- _SUPPLIED RECORDS_
— BEGIN —
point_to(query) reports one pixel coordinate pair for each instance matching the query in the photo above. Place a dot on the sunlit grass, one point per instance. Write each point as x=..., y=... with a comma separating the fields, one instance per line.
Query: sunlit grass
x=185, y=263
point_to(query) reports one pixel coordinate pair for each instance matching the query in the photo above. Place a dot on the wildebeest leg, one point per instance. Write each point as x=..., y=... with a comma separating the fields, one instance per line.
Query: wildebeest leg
— END —
— BEGIN —
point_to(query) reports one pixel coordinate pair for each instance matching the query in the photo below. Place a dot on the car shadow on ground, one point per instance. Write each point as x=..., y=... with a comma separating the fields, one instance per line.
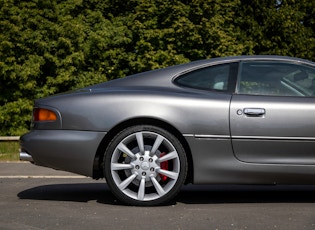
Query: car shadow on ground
— END —
- _THE EXERCISE_
Could you lay out the part that opens with the line containing "on the wildebeest" and closes with the line containing "Query: wildebeest leg" as a Markdown table with the columns Number and Content, one row per line and blank lines left out?

- _REPLY TO THE TASK_
| Number | Content |
|---|---|
| 1 | point_to(query) reports one pixel coordinate pair for each instance matching the query in the photo above. Place a dot on the wildebeest leg, one point per instance. Write each point as x=..., y=... with a comma separating the fields, one instance per line. |
| 2 | Query: wildebeest leg |